[Segmentation dataset records]
*****

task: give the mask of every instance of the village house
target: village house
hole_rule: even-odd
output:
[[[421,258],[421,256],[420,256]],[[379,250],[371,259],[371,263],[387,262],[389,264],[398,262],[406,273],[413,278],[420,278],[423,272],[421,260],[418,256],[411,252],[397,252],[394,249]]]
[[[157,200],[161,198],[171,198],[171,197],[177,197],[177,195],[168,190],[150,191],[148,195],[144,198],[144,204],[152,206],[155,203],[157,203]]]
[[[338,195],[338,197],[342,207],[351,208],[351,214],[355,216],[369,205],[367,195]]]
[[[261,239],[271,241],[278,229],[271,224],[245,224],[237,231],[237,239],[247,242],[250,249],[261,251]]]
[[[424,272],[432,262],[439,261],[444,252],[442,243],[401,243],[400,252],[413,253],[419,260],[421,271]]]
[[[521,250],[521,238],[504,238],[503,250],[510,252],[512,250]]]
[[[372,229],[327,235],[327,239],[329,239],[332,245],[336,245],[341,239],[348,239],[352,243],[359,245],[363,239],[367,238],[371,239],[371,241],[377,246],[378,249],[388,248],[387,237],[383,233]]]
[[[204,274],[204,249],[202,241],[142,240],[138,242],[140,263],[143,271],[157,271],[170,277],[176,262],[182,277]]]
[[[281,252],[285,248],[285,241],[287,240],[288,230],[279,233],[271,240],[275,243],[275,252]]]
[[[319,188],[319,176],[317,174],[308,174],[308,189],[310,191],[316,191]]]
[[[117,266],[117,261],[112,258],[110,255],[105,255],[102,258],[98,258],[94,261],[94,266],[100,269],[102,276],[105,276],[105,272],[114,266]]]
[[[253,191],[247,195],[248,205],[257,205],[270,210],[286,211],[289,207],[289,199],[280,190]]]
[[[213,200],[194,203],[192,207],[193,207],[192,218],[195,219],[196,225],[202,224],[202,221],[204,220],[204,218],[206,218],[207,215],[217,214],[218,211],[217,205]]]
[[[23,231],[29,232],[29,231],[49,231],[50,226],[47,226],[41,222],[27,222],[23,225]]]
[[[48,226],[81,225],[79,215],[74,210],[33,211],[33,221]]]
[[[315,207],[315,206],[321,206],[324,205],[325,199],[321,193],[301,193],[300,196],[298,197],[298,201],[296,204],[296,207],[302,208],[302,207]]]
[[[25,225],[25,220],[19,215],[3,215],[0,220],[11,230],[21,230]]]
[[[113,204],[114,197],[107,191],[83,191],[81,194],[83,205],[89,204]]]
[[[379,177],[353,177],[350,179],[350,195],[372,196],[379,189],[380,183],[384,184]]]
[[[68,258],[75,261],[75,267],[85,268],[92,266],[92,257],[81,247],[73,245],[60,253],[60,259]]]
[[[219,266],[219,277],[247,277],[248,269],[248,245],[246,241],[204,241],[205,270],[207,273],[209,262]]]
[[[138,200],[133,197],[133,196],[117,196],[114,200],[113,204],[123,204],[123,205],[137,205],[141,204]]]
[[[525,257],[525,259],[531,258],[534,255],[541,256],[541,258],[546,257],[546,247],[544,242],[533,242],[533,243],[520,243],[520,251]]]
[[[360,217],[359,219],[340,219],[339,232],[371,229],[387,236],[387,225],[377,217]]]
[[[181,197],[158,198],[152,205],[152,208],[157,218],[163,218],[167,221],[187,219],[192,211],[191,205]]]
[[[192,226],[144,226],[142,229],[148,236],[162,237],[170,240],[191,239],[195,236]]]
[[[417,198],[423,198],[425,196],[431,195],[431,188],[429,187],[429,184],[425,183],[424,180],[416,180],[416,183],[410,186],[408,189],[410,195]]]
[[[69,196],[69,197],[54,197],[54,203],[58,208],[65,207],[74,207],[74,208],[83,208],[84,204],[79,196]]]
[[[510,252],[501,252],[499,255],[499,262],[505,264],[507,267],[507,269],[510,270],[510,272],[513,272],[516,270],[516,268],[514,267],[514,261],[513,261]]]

*****

■ Directions ■
Change every occurrence of "village house" in the lines above to "farm building", and reproduce the lines with everything else left unchanged.

■ The reply ■
task: give the mask of every instance of the farm building
target: farm building
hole_rule: even-odd
output:
[[[421,258],[421,256],[420,256]],[[379,250],[371,259],[371,263],[387,262],[389,264],[398,262],[406,273],[413,278],[420,278],[423,272],[421,260],[418,256],[411,252],[397,252],[394,249]]]
[[[157,200],[161,198],[171,198],[171,197],[177,197],[177,195],[168,190],[150,191],[148,195],[144,198],[144,204],[152,206],[155,203],[157,203]]]
[[[338,195],[338,197],[342,207],[351,208],[351,214],[355,216],[369,205],[367,195]]]
[[[261,239],[271,241],[278,229],[271,224],[245,224],[237,231],[237,239],[247,242],[250,249],[261,251]]]
[[[424,272],[432,262],[439,261],[444,252],[442,243],[401,243],[400,252],[413,253],[419,260],[421,271]]]
[[[521,250],[521,238],[504,238],[503,250],[510,252],[512,250]]]
[[[372,229],[327,235],[327,239],[329,239],[332,245],[336,245],[341,239],[348,239],[352,243],[359,245],[363,239],[367,238],[371,239],[371,241],[377,246],[378,249],[388,248],[387,237],[383,233]]]
[[[204,274],[204,249],[202,241],[142,240],[138,242],[140,263],[143,271],[157,271],[170,277],[176,262],[182,277]]]
[[[281,252],[285,248],[285,241],[287,240],[288,230],[279,233],[271,240],[275,243],[275,252]]]
[[[319,188],[319,176],[317,174],[308,174],[308,189],[310,191],[316,191]]]
[[[117,266],[117,261],[112,258],[110,255],[105,255],[102,258],[98,258],[94,261],[94,266],[100,269],[102,276],[105,276],[105,272],[114,266]]]
[[[253,191],[247,195],[248,205],[257,205],[270,210],[286,211],[289,207],[289,199],[280,190]]]
[[[213,200],[194,203],[192,207],[193,207],[192,218],[195,219],[196,225],[202,224],[202,221],[204,220],[204,218],[206,218],[207,215],[217,214],[218,211],[217,205]]]
[[[23,231],[29,232],[29,231],[49,231],[50,226],[47,226],[41,222],[27,222],[23,225]]]
[[[48,226],[81,225],[79,215],[74,210],[33,211],[33,221]]]
[[[315,207],[315,206],[321,206],[324,205],[325,199],[321,193],[301,193],[300,196],[298,197],[298,201],[296,204],[296,207],[302,208],[302,207]]]
[[[25,225],[25,220],[19,215],[3,215],[0,220],[11,230],[21,230]]]
[[[113,204],[114,197],[107,191],[83,191],[81,194],[83,205],[89,204]]]
[[[379,177],[353,177],[350,179],[350,195],[372,196],[379,189],[380,183],[384,184]]]
[[[68,258],[75,261],[75,267],[85,268],[92,266],[92,257],[81,247],[73,245],[60,253],[60,259]]]
[[[219,266],[219,277],[247,277],[248,269],[248,245],[246,241],[204,241],[205,270],[207,273],[209,262]]]
[[[138,200],[133,197],[133,196],[117,196],[114,200],[113,204],[123,204],[123,205],[137,205],[141,204]]]
[[[525,257],[525,259],[531,258],[534,255],[541,256],[541,258],[546,257],[546,247],[544,242],[533,242],[533,243],[520,243],[520,251]]]
[[[360,217],[359,219],[340,219],[339,232],[371,229],[387,236],[387,225],[377,217]]]
[[[181,197],[158,198],[152,205],[152,208],[157,218],[163,218],[167,221],[187,219],[192,211],[191,205]]]
[[[192,226],[144,226],[142,229],[148,236],[162,237],[170,240],[191,239],[195,236]]]
[[[417,198],[423,198],[425,196],[431,195],[431,188],[429,187],[429,184],[425,183],[424,180],[416,180],[416,183],[410,186],[408,189],[410,195]]]
[[[69,196],[69,197],[54,197],[54,203],[58,208],[65,207],[74,207],[74,208],[83,208],[84,204],[79,196]]]
[[[510,252],[501,252],[499,255],[499,262],[505,264],[507,267],[507,269],[510,270],[510,272],[513,272],[516,270],[516,268],[514,267],[514,261],[513,261]]]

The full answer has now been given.